**Text segment**

★ ★ ★

Can Canada meet the Conservative GHG targets?

Small red apples

The Globe and Mail is full of coverage of a ‘landmark’ new report, considering whether and how Canada could meet the stated greenhouse gas reductions of the current government (20% below 2006 levels by 2020, 60-70% below by 2050). The report was paid for by the Toronto Dominion Bank and compiled by the Pembina Institute and David Suzuki Foundation. Economic modelling was done by M.K. Jaccard and Associates Inc, Canada’s ubiquitous non-governmental providers of projections on climate plans.

The report includes estimates of what the GDP cost of meeting the government’s targets would be, for each province. Overall, the cost is estimated at 1.5% of GDP in 2020. Alberta would be the most affected, with an economy 8.5% smaller than it would be in a scenario with new restrictions on emissions. Saskatchewan is projected at -2.8% and B.C at -2.5%. Ontario would actually be 0.9% richer with regulation, while Quebec would be 0.3% poorer. Given the risks associated with climate change, such an investment seems appropriate. That is especially true when you recognize that we will inevitably have to abandon fossil fuels anyhow.

Of course, much depends on the precise methodology used to compile the report. It isn’t clear how the government’s Regulatory Framework would actually operate in practice – for instance, which compliance options firms would choose to employ, and how much of an effect that would have. The plan also assumes that carbon capture and storage (CCS) will rapidly emerge as an effective and affordable technology, though it isn’t quite as dependent on that outcome as Alberta’s even more worrisome climate plan. In an editorial by Jeffrey Simpson, he claims that:

The government must know its policies will fail. But if the Conservatives expect people can be fooled or will tune out because they don’t care or the issue’s too complicated, why not?

★ ★ ★

Saved entries:
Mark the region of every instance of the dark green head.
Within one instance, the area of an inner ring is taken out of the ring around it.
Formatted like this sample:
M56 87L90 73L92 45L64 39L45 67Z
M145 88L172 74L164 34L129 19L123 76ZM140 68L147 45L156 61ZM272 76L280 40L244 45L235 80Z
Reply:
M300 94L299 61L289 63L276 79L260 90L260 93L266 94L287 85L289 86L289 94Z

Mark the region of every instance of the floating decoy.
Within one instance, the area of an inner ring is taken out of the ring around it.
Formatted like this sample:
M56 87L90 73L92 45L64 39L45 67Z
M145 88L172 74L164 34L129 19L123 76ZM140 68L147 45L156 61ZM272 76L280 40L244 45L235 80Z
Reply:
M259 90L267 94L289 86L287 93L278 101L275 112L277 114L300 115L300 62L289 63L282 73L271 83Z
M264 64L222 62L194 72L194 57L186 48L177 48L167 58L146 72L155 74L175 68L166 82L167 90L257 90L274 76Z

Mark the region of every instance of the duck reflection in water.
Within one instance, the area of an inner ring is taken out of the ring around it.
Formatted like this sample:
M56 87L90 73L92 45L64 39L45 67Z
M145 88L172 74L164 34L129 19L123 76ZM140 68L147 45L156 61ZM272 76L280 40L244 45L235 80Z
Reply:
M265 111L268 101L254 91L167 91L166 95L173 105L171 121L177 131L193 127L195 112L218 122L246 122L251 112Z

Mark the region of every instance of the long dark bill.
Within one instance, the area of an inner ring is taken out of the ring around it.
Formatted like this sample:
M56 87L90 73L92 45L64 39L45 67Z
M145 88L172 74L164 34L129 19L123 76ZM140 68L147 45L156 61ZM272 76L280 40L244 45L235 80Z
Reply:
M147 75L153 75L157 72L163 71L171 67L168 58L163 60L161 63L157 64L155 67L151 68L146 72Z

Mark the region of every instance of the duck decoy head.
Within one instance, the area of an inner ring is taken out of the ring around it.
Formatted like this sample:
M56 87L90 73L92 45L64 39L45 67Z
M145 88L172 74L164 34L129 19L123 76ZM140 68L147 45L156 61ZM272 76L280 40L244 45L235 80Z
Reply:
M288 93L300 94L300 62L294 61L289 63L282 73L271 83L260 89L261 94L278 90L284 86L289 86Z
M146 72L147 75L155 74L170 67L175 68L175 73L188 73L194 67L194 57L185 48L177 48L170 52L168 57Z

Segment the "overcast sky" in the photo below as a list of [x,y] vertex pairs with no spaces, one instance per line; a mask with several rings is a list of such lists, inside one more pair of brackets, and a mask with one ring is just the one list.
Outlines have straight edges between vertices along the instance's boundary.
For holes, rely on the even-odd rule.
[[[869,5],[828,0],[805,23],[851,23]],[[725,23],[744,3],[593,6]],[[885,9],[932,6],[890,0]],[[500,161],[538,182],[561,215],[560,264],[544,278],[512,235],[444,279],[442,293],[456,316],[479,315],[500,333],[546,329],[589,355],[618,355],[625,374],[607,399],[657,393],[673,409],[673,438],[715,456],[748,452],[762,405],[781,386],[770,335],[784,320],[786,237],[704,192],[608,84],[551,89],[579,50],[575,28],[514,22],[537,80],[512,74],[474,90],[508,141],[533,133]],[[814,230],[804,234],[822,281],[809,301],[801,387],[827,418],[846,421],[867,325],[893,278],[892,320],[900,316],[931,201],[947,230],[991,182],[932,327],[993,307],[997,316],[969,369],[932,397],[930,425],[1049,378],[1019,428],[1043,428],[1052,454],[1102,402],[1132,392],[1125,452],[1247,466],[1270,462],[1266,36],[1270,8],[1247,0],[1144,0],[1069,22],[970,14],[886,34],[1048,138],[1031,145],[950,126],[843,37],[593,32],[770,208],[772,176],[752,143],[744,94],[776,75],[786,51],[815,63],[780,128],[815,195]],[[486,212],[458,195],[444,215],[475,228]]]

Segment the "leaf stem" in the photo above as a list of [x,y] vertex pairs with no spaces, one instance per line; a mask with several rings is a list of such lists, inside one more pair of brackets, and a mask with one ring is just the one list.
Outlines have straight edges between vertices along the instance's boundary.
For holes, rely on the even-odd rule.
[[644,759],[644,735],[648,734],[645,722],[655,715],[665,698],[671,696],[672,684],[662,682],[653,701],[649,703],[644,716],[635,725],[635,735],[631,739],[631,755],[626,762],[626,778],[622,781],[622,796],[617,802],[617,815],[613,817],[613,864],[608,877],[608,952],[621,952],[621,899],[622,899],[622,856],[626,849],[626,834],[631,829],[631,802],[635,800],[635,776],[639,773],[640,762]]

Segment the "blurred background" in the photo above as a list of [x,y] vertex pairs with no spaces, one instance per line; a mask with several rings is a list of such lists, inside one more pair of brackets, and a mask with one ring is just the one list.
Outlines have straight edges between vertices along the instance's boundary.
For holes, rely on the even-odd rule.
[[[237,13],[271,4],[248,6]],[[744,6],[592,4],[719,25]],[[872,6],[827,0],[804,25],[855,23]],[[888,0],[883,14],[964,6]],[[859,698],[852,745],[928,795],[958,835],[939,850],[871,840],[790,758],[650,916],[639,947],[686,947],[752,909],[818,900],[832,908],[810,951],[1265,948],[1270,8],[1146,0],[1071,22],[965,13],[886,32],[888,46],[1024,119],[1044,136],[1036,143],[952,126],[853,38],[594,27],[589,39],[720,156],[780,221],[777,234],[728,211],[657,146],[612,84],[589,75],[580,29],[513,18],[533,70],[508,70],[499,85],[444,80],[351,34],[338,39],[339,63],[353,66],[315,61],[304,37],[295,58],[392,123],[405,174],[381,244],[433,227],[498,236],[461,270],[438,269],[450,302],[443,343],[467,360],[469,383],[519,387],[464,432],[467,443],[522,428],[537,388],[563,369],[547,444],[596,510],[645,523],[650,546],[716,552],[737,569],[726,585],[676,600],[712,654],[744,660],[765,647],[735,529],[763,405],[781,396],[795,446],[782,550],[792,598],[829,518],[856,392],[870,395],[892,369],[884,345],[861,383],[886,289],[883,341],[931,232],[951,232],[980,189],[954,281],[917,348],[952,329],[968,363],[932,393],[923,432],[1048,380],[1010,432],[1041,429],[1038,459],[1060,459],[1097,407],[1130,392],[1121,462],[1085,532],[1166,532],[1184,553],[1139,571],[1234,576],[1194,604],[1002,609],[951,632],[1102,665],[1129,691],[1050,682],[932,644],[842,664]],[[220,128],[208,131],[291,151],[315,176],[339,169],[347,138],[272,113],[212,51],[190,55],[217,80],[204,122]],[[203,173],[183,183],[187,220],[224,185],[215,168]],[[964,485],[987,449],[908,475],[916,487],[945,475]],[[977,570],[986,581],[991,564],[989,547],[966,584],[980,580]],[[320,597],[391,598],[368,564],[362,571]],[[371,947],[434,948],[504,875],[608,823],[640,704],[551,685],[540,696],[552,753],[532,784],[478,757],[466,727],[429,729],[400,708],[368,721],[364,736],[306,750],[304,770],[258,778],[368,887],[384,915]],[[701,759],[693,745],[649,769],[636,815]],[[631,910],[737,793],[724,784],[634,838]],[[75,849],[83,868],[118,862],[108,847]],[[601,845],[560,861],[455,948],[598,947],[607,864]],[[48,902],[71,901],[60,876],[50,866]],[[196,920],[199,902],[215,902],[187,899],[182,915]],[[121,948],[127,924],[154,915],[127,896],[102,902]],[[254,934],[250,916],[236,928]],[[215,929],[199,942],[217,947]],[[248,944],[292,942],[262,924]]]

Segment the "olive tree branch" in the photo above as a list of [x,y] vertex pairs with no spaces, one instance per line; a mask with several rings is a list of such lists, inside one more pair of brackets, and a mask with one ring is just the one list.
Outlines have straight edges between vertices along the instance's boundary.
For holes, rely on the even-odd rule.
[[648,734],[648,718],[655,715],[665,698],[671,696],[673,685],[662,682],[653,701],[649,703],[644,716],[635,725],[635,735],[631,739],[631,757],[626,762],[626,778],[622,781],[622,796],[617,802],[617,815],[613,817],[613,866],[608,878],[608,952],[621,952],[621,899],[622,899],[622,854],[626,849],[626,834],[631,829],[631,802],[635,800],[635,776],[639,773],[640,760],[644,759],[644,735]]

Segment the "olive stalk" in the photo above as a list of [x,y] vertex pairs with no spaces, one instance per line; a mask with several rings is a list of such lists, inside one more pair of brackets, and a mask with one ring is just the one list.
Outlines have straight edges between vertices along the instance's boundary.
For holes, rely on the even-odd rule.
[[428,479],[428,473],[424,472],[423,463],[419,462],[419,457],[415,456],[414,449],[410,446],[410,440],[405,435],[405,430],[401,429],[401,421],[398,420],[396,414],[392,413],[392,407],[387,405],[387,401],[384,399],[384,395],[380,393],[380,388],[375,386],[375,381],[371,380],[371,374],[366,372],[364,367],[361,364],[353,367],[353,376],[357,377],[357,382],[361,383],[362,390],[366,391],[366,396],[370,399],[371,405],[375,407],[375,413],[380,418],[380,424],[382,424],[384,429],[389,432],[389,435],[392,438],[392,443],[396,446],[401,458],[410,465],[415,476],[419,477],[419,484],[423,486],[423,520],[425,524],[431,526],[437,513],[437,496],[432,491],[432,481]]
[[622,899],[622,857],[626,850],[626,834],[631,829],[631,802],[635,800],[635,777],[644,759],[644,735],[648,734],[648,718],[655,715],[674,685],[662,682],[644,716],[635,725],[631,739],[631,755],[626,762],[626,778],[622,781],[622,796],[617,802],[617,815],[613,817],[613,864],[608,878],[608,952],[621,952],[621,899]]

★ ★ ★

**Check your understanding**
a) Reproduce the part of the Canadian greenhouse gas targets text above between "Small red apples" and "on climate plans.", inclusive.
b) List every province for which the Canadian greenhouse gas targets text gives a projected GDP effect.

**Replies**
a)
Small red apples

The Globe and Mail is full of coverage of a ‘landmark’ new report, considering whether and how Canada could meet the stated greenhouse gas reductions of the current government (20% below 2006 levels by 2020, 60-70% below by 2050). The report was paid for by the Toronto Dominion Bank and compiled by the Pembina Institute and David Suzuki Foundation. Economic modelling was done by M.K. Jaccard and Associates Inc, Canada’s ubiquitous non-governmental providers of projections on climate plans.

b)
Alberta
Saskatchewan
B.C
Ontario
Quebec